Print the records below exactly as they appear.
[BEGIN ENTRIES]
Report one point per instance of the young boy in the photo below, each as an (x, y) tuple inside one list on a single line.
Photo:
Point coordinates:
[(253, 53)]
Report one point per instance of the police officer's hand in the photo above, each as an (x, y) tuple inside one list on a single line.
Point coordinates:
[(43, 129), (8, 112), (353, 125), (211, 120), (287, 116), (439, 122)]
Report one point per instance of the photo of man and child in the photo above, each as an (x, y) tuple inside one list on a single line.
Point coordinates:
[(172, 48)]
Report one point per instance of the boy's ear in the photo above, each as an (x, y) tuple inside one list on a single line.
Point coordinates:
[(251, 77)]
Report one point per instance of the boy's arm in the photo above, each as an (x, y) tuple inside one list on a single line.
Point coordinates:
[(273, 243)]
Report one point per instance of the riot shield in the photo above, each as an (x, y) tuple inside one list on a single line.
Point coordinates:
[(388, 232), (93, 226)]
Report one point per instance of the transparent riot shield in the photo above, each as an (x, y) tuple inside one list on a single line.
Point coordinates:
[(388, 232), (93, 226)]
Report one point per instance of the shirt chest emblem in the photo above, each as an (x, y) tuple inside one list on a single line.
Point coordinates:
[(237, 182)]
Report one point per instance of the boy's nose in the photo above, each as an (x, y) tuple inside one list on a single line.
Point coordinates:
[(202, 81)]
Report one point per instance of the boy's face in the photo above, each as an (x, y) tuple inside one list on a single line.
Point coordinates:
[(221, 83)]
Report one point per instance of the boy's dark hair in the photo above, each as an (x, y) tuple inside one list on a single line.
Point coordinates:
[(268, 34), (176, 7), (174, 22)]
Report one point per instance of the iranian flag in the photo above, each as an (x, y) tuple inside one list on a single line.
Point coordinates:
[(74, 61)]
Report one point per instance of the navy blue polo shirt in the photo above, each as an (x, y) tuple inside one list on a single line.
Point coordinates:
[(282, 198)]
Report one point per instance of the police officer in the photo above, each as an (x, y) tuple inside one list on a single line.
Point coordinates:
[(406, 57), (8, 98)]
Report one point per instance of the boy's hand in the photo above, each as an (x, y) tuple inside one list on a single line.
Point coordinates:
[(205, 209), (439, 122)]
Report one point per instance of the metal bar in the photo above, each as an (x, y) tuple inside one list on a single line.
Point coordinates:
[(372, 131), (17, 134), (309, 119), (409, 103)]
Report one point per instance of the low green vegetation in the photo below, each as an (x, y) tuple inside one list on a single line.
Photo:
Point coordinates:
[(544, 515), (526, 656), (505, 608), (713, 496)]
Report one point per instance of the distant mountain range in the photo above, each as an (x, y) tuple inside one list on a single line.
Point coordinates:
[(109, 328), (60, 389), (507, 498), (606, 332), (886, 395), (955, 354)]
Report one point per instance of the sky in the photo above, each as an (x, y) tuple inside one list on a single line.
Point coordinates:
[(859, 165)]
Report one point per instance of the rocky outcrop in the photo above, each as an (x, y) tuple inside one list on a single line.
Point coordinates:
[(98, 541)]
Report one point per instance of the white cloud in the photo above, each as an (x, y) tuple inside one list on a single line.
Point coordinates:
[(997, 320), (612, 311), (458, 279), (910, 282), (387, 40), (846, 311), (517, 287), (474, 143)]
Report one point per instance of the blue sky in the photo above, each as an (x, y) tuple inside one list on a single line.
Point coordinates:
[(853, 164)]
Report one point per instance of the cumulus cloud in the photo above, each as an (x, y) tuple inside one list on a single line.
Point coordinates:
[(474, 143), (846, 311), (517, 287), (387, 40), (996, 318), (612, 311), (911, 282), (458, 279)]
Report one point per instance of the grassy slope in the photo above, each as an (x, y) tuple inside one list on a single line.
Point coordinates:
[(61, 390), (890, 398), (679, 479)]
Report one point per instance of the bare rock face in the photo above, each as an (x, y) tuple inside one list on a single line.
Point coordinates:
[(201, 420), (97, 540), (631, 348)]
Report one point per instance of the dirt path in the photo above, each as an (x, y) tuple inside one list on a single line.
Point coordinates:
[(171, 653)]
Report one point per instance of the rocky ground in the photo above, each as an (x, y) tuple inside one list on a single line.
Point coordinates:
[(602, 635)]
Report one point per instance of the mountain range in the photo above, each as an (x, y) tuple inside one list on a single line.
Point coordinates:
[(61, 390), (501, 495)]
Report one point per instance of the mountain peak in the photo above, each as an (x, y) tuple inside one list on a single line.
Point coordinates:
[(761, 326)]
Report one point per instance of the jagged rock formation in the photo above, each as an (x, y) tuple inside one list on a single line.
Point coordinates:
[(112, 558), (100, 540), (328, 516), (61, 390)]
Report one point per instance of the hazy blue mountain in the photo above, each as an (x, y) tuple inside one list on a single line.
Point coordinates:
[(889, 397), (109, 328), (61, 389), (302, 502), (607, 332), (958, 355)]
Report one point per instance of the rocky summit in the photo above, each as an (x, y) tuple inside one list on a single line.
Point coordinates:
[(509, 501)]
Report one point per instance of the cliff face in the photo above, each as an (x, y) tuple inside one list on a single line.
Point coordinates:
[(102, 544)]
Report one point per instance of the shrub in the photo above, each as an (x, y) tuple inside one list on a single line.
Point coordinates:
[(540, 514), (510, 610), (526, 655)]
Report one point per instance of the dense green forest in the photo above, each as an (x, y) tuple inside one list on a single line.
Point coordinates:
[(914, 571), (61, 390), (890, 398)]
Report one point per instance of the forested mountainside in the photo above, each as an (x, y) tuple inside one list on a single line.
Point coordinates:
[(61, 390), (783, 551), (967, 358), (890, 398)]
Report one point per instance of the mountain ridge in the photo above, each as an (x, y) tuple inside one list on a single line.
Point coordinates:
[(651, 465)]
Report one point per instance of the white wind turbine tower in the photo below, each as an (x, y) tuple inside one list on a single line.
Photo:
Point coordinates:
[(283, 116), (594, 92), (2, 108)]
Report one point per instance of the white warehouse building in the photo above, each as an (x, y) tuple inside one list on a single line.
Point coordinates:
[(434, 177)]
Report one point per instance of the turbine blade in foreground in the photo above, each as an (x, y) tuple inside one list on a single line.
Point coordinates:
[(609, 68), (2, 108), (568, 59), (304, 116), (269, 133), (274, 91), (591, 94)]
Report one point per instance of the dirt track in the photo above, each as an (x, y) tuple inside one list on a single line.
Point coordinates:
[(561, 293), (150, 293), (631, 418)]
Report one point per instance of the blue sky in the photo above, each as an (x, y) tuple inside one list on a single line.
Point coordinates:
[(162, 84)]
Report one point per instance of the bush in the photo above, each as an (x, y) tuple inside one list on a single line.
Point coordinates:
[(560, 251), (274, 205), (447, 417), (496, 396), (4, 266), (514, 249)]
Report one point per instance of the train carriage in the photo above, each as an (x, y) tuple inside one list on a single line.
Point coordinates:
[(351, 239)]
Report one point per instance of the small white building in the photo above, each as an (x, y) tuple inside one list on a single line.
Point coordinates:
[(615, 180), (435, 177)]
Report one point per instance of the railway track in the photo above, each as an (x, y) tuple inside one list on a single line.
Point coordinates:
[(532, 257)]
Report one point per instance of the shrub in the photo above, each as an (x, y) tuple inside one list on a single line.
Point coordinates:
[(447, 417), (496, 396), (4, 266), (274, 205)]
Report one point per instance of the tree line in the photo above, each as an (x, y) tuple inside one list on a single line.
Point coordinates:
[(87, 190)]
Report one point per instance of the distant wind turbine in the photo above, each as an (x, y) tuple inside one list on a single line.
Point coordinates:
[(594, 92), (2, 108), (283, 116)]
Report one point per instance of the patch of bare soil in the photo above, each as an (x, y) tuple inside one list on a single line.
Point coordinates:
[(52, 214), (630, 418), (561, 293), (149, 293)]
[END ENTRIES]
* TASK ANSWER
Report one point per instance of the young boy in the photo below, each as an (x, y) tuple inside one list on a single line.
Photo:
Point coordinates:
[(253, 53)]
Report one point per instance of the police officer's hand in the photo above, each as an (x, y) tuple inside one list on a single line.
Point coordinates:
[(43, 129), (8, 112), (353, 125), (211, 120), (287, 116), (439, 122)]
Report one point per instance of the photo of man and child in the photo above, each as an (x, y) tuple inside one list on a single line.
Point coordinates:
[(172, 48)]
Report one point per instance of the boy's ear in the photo above, each as an (x, y) tuple inside one list on a single line.
Point coordinates:
[(251, 77)]
Report one point per instance of the boy's arm in the photo above, each as an (x, y) tuple inside one list on a single line.
Point coordinates:
[(273, 243)]
Report one point per instance of the riot shield in the photo above, each as an (x, y) tuple inside one list on a single line.
Point coordinates:
[(388, 232), (93, 226)]
Report one point per instance of the transparent riot shield in the photo above, each as an (x, y) tuple inside one list on a single line.
Point coordinates:
[(388, 232), (93, 226)]
Report one point per instance of the shirt chest emblem in the photo above, each as an (x, y) tuple inside one list on a single line.
Point coordinates:
[(237, 182)]
Report one point per instance of the boy's nose in the photo above, each as an (x, y) tuple inside one list on a single line.
Point coordinates:
[(202, 81)]
Report one point per instance of the boy's face in the photo above, each as an (x, y) tuple inside one list on a single line.
Point coordinates:
[(221, 83)]
Report one point per instance of the boy's dark hair in the photo above, each as an (x, y) tuple inside one list on a single line.
Point coordinates:
[(268, 34), (176, 7), (174, 22)]
Report one point per instance of the iranian flag in the photo above, each as an (x, y) tuple inside one list on a single line.
Point coordinates:
[(74, 61)]
Report one point per instance of the navy blue polo shirt in the photo above, each as an (x, y) tuple inside one list on a single line.
Point coordinates:
[(282, 198)]
Report one point per instance of the police officer in the photo above, each as an (x, y) tuple inside one list on a single line.
Point coordinates:
[(406, 57), (8, 98)]
Report one point per instance of the boy's hand in the photo above, each as an (x, y) tuple inside one list on a single line.
Point coordinates:
[(205, 209), (439, 122)]
Report one point per instance of the metal bar in the photo above, each as an (x, y) tuple inside one list on a single line.
Point coordinates:
[(372, 131), (17, 134), (309, 119), (409, 103)]
Report one point per instance of the low green vegetation in the photo below, each as an (x, y) tuple inside one list on a single line.
Photo:
Point coordinates:
[(544, 515), (526, 656), (505, 608), (713, 496)]
Report one point per instance of the distant mountain range in the photo above, each as an (x, y) tuple inside one list on a single line.
Point coordinates:
[(109, 328), (60, 389), (507, 498), (606, 332), (886, 395), (955, 354)]
Report one point per instance of the sky in the photo above, each as an (x, y) tuple inside one list on a single line.
Point coordinates:
[(859, 165)]
Report one point per instance of the rocky outcrop in the photo above, each as an (x, y) tuple inside one list on a single line.
Point coordinates:
[(98, 541)]
Report one point per instance of the white cloud in the photo above, each as an (x, y) tuple inside one list on a single line.
Point coordinates:
[(997, 320), (612, 311), (458, 279), (910, 282), (387, 40), (846, 311), (517, 287), (474, 143)]
Report one point per instance of the blue sky in the photo above, each as an (x, y) tuple inside one list on a single line.
Point coordinates:
[(853, 164)]
Report one point per instance of the cumulus cloud in the photo above, each as an (x, y) tuple inside one list on a single line.
Point coordinates:
[(474, 143), (846, 311), (517, 287), (387, 40), (996, 318), (612, 311), (911, 282), (458, 279)]
Report one point per instance of the grassy slope in the photo above, each as an (x, y) tuple inside one list on a single line.
Point coordinates:
[(61, 390), (890, 398), (679, 479)]
Report one point per instance of the bare rock face in the photo above, each as an (x, y) tuple inside one list on a single line.
Point coordinates:
[(201, 420), (97, 540), (631, 348)]
Report one point per instance of the dirt path in the photo above, each as an (x, y) tuple inside one list on a single line.
Point coordinates:
[(171, 653)]
Report one point per instance of the rocky ground in the photo above, each as an (x, y) tuple inside one list on a single line.
Point coordinates:
[(602, 635)]
Report one point per instance of the mountain range in the photo above, each as an (x, y) tuple inside one list on a single line.
Point coordinates:
[(61, 390), (501, 495)]
Report one point per instance of the mountain peak in the photo above, each as an (x, y) tuple inside one list on a single line.
Point coordinates:
[(761, 326)]
Report one point per instance of the jagged rock formation in the photo above, each as an (x, y) tuple inside one list on a single line.
Point coordinates:
[(112, 558), (100, 540), (328, 516), (61, 390)]
Report one point per instance of the hazy blue mountain in the photo above, each as an (x, y) tuple inside one list on a single line.
Point coordinates:
[(889, 397), (109, 328), (61, 389), (302, 502), (607, 332), (958, 355)]
Report one point per instance of the rocky summit in the photo above, each as an (x, y) tuple inside one list on a single line.
Point coordinates:
[(509, 501)]
Report one point per instance of the cliff face in the photo above, each as an (x, y) tuple inside one list on a single line.
Point coordinates:
[(102, 544)]
Report one point per instance of the shrub in the photo above, each as an (x, y) tuple inside one list on a single line.
Point coordinates:
[(540, 514), (510, 610), (526, 655)]
Report one point per instance of the dense green forest in the photo above, each as an (x, y) tuple inside one list on a single line.
Point coordinates:
[(914, 571), (61, 390), (890, 398)]
Report one point per instance of the forested mountainside in the photo above, each as an (x, y) tuple inside one list on a single line.
Point coordinates:
[(61, 390), (783, 551), (967, 358), (890, 398)]
Report one point per instance of the mountain ridge in the photo above, each as an (x, y) tuple inside one list on a single line.
Point coordinates:
[(651, 465)]
Report one point per instance of the white wind turbine tower in the photo below, each as an (x, y) tuple inside one list on a single line.
Photo:
Point coordinates:
[(283, 116), (594, 92), (2, 108)]
Report one point per instance of the white warehouse building in the photo above, each as an (x, y) tuple inside one list on a single line.
Point coordinates:
[(434, 177)]
Report one point per instance of the turbine blade in foreground in the photo above, each as an (x, y) tuple inside one list on a single line.
Point coordinates:
[(609, 68), (2, 108), (568, 59), (304, 116), (269, 133), (274, 91), (591, 94)]
Report one point per instance of the dirt track in the photo above, each as an (x, y) tuple inside one list on a single line.
Point coordinates:
[(561, 293), (150, 293), (631, 418)]
Report one point per instance of the blue sky in the photo above, each as an (x, y) tuple inside one list on a single line.
Point coordinates:
[(162, 84)]
Report one point per instance of the bush in the photo above, each as an (x, y) tuple inside one list on a single line.
Point coordinates:
[(560, 251), (274, 205), (447, 417), (496, 396), (4, 266), (514, 249)]
Report one point per instance of the train carriage in the photo above, each as an (x, y) tuple inside one list on a single line.
Point coordinates:
[(351, 239)]
Report one point per instance of the small white building in the photo above, each as an (x, y) tuple inside one list on a single line.
Point coordinates:
[(615, 180), (435, 177)]
Report one point per instance of the railway track in the photo above, each as an (x, y) tuple inside one list on a single line.
Point coordinates:
[(532, 257)]
Report one point per instance of the shrub in the photo above, each as an (x, y) tuple inside one list on a single line.
Point coordinates:
[(447, 417), (496, 396), (4, 266), (274, 205)]
Report one point per instance of the tree line in the photo above, each as an (x, y) tuple inside one list on a single line.
Point coordinates:
[(87, 190)]
Report one point per instance of the distant wind turbine in the photo above, each as an (x, y) tuple inside one list on a single line.
Point coordinates:
[(594, 92), (2, 108), (283, 116)]
Report one point per instance of the patch of bare soil in the photo above, each as an (x, y) tuple inside one list on a single line.
Point coordinates:
[(52, 214), (630, 418), (561, 293), (149, 293)]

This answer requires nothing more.